Chat Translation Task - EMNLP fifth Conference on Machine Translation

Shared Task: Machine Translation for Chats

Latest updates

October 8, 2020

Official manual scores are now available at: results.
The test set with the reference translations is now publicly available at: reference translations

August 14, 2020

Official automatic scores are available: results.
NOTE: Please note that the rankings here are based on the BLEU scores, which might change once we conclude the manual evaluations.
Unfortunately there has been a delay in our manual evaluation and we can not release the scores before the paper submission deadline. We are working on it and will release the scores before the deadline of the camera ready version.

July 9, 2020

System submission deadline has been extended. Please refer to the important dates section.
The conversion script for preparing the submissions released. Please refer to the submission format section.

July 4, 2020

Test set released. Please refer to the data section.

June 2, 2020

System submission deadline has been extended. Please refer to the important dates section.
Usage of additional training data has been updated. Please refer to note 5 in the data section.

• Excerpted records:

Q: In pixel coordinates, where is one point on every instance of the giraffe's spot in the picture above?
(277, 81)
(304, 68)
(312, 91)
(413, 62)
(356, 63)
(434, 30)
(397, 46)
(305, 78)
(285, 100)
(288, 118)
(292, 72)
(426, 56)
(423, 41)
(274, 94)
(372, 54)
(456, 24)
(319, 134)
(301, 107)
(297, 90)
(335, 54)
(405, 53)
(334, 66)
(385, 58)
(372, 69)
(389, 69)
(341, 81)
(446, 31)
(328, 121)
==
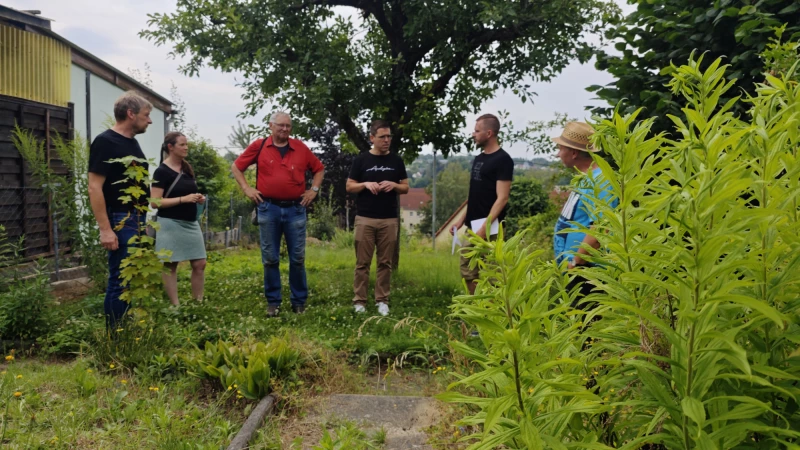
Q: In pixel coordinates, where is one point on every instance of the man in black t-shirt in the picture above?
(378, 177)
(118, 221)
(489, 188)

• Exercise requirements: Using the updates on the chat translation task page, mark each statement below yes or no, and quote the exact words of the page that decide it. (a) The test set with the reference translations was made publicly available in the October 8, 2020 update. (b) The rankings released on August 14, 2020 were based on the manual evaluations. (c) The manual evaluation scores were released before the paper submission deadline.

• Answer to the problem:
(a) Yes: "The test set with the reference translations is now publicly available at: reference translations"
(b) No: "the rankings here are based on the BLEU scores, which might change once we conclude the manual evaluations."
(c) No: "we can not release the scores before the paper submission deadline."